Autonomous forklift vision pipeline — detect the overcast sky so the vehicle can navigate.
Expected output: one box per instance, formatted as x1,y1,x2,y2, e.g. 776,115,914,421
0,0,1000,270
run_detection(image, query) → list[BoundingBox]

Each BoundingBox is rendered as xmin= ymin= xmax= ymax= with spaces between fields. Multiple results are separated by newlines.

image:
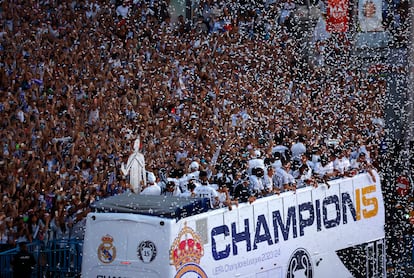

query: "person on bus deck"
xmin=334 ymin=147 xmax=351 ymax=177
xmin=141 ymin=172 xmax=161 ymax=196
xmin=233 ymin=177 xmax=256 ymax=204
xmin=314 ymin=153 xmax=336 ymax=181
xmin=273 ymin=159 xmax=296 ymax=192
xmin=178 ymin=180 xmax=196 ymax=198
xmin=351 ymin=152 xmax=376 ymax=182
xmin=263 ymin=165 xmax=280 ymax=196
xmin=217 ymin=180 xmax=238 ymax=210
xmin=194 ymin=171 xmax=219 ymax=208
xmin=249 ymin=167 xmax=266 ymax=197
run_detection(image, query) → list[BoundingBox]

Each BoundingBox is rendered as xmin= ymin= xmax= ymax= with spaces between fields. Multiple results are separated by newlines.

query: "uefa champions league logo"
xmin=286 ymin=248 xmax=313 ymax=278
xmin=137 ymin=240 xmax=157 ymax=263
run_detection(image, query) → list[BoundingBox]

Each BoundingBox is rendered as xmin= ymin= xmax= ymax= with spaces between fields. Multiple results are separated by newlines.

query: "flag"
xmin=326 ymin=0 xmax=349 ymax=33
xmin=358 ymin=0 xmax=384 ymax=32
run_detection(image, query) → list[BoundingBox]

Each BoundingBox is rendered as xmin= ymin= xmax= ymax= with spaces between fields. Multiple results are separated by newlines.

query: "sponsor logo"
xmin=137 ymin=240 xmax=157 ymax=263
xmin=98 ymin=235 xmax=116 ymax=264
xmin=210 ymin=185 xmax=379 ymax=261
xmin=170 ymin=223 xmax=207 ymax=278
xmin=286 ymin=248 xmax=313 ymax=278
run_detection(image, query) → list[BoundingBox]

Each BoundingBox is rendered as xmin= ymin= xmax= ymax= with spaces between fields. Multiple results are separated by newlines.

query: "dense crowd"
xmin=0 ymin=0 xmax=406 ymax=252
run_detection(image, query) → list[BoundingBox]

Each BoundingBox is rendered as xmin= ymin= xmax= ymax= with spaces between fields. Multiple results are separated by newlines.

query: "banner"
xmin=326 ymin=0 xmax=349 ymax=33
xmin=358 ymin=0 xmax=384 ymax=32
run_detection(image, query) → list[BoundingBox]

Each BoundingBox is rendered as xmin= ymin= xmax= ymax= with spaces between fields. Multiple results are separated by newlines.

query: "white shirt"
xmin=334 ymin=157 xmax=351 ymax=174
xmin=116 ymin=5 xmax=129 ymax=18
xmin=194 ymin=185 xmax=218 ymax=208
xmin=141 ymin=183 xmax=161 ymax=195
xmin=290 ymin=142 xmax=306 ymax=158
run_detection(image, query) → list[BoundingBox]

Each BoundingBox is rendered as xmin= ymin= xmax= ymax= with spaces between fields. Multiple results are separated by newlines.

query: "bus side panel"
xmin=82 ymin=213 xmax=173 ymax=278
xmin=167 ymin=174 xmax=384 ymax=278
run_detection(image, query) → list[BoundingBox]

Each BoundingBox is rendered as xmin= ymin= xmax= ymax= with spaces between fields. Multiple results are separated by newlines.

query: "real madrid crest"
xmin=98 ymin=235 xmax=116 ymax=264
xmin=137 ymin=240 xmax=157 ymax=263
xmin=170 ymin=223 xmax=207 ymax=278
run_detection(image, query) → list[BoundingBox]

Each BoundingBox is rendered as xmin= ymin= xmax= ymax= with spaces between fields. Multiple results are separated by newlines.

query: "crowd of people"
xmin=0 ymin=0 xmax=402 ymax=253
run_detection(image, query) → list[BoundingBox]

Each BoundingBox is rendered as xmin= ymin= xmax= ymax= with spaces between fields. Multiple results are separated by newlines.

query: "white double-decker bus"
xmin=82 ymin=170 xmax=386 ymax=278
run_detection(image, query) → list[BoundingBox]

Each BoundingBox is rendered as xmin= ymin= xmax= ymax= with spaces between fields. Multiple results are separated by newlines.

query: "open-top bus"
xmin=82 ymin=172 xmax=386 ymax=278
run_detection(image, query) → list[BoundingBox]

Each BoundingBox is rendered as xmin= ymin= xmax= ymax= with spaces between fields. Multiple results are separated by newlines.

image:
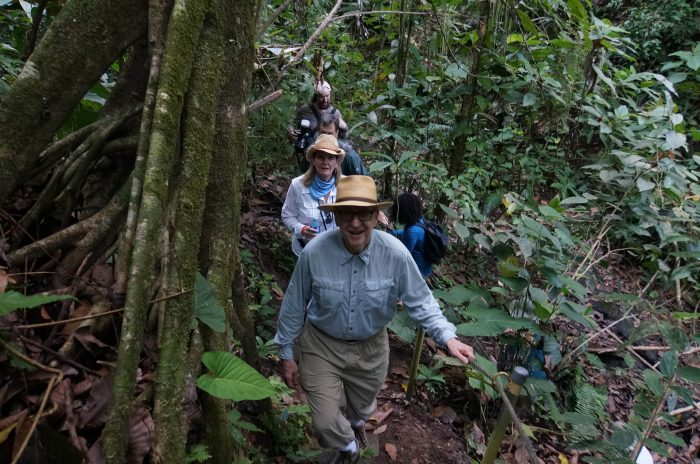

------

Written task> Copy the listing from its first line through the line with "0,0,1000,270", both included, and shift every coordinate in the answers up by 4. Keep every other line and number unchanged.

Final result>
Autonomous forklift vision pipeline — detect the overcast sky so the vehicle can navigate.
Expected output: one box per instance, formatted as x1,y1,x2,y2, e.g. 776,115,914,421
4,4,1004,274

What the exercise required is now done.